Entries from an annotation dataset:
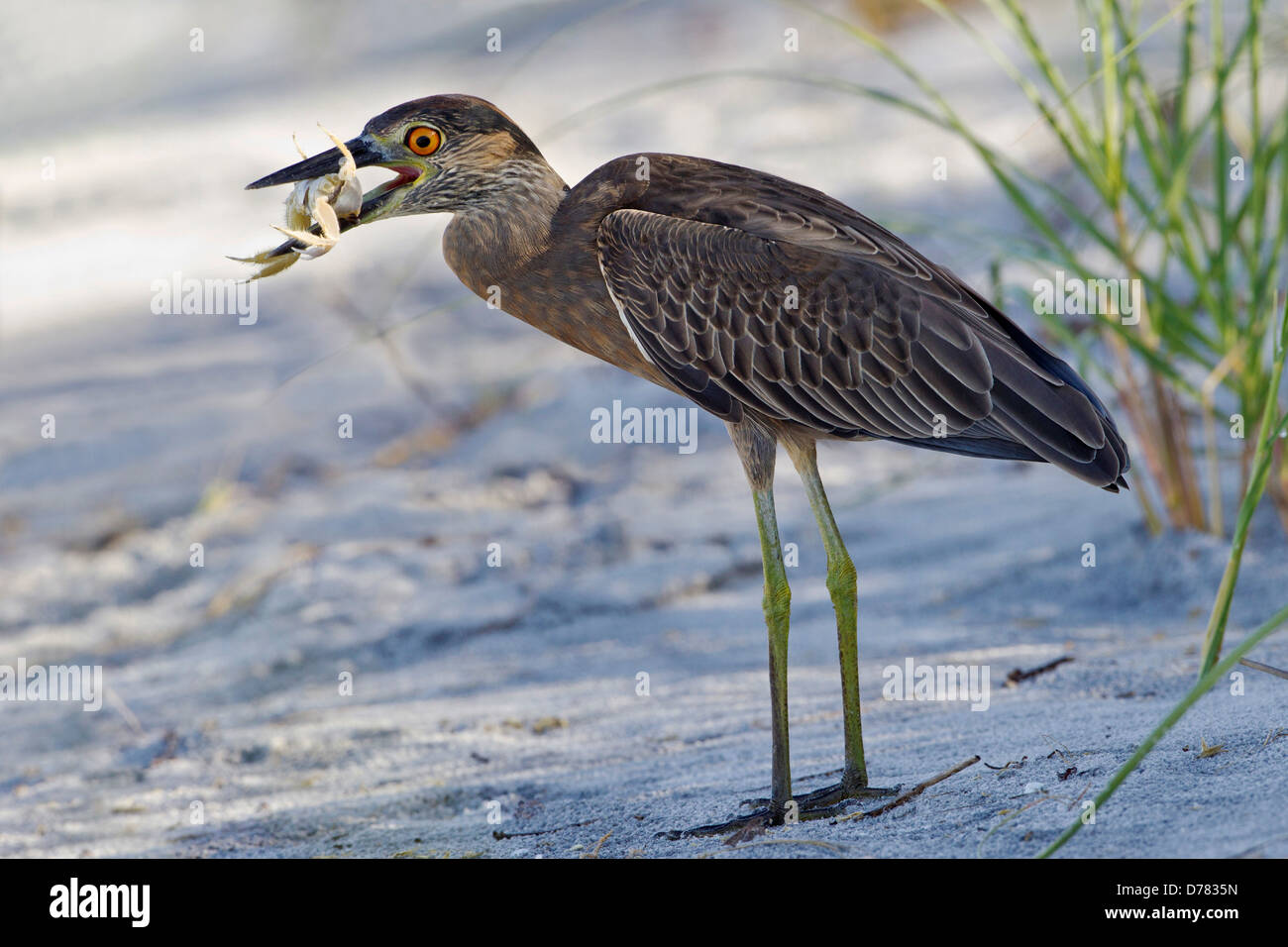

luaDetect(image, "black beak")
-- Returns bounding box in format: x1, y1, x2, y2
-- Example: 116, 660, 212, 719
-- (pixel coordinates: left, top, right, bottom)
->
246, 138, 385, 191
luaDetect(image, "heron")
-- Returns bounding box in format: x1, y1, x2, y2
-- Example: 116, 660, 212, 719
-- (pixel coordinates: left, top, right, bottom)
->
248, 95, 1129, 832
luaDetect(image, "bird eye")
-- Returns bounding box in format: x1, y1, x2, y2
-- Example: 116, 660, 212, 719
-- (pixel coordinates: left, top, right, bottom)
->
406, 125, 443, 155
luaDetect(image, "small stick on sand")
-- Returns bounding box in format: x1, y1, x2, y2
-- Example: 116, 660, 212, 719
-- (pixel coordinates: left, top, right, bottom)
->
837, 754, 979, 822
1239, 657, 1288, 681
1006, 655, 1073, 686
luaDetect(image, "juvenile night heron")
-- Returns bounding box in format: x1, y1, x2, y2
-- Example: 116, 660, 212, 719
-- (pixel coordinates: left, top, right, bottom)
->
250, 95, 1129, 830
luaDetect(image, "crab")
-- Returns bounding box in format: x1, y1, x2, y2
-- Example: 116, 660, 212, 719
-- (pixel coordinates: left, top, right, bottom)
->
229, 123, 362, 279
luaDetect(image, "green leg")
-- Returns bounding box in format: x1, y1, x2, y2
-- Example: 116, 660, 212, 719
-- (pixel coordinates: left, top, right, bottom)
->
752, 488, 793, 815
793, 446, 868, 792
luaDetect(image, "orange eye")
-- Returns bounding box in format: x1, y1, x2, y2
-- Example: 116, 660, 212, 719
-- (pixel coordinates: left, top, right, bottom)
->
406, 125, 443, 155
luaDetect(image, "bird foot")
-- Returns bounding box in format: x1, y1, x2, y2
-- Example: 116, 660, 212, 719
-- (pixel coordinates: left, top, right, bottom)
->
658, 780, 903, 841
742, 780, 903, 818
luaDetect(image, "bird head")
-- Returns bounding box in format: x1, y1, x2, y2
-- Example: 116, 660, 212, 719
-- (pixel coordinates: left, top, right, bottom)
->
246, 95, 549, 230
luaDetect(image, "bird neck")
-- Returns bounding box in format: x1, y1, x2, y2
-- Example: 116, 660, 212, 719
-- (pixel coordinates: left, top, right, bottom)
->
443, 156, 568, 297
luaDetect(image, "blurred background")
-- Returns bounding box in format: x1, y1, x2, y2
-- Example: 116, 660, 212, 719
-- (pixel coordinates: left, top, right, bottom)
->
0, 0, 1288, 854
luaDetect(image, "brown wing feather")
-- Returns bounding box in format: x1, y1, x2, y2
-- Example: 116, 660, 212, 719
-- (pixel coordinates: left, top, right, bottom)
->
597, 156, 1129, 488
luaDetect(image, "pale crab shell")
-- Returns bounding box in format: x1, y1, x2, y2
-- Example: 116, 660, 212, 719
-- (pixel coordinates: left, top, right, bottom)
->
231, 123, 362, 279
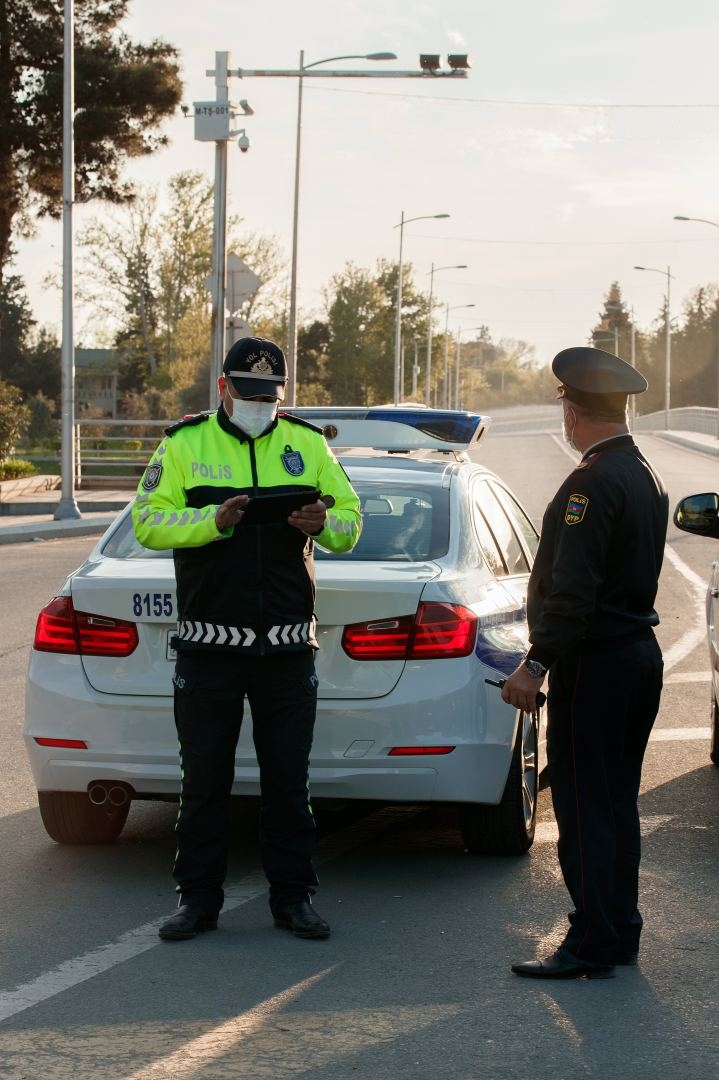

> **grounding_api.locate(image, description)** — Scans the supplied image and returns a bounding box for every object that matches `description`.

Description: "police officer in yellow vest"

• [Short task] Reproduce the records word for word from their first line through the line containing "250, 95, 1129, 830", including both ends. Leave out the pictures.

• [Answer]
luaDetect(image, "black beak")
-- Returns bounding box in format: x1, y1, x2, y2
-- Example: 116, 660, 212, 719
-- (pixel coordinates: left, top, right, bottom)
->
246, 138, 385, 191
luaDetect(image, "heron")
-- Returns bounding box in format: x1, y1, x2, y2
-- Example: 116, 660, 212, 719
-- (pixel coordinates: left, top, right, bottom)
->
248, 95, 1129, 832
luaDetect(image, "bird eye")
-- Returns bounding box in format: x1, y1, x2, y2
-- Example: 116, 660, 212, 719
-- (pixel coordinates: left, top, right, bottom)
->
406, 125, 443, 155
luaDetect(image, "small stick on sand")
-- Returns bounding box in format: x1, y1, x2, y2
-- Example: 116, 660, 212, 719
-- (pixel coordinates: left, top, right, bottom)
->
837, 754, 979, 822
1239, 657, 1288, 681
1006, 655, 1073, 686
luaDetect(image, "juvenile night heron")
-- Returns bounding box in format: x1, y1, x2, y2
-- Example: 116, 660, 212, 719
-- (pixel coordinates: left, top, right, bottom)
->
250, 95, 1129, 830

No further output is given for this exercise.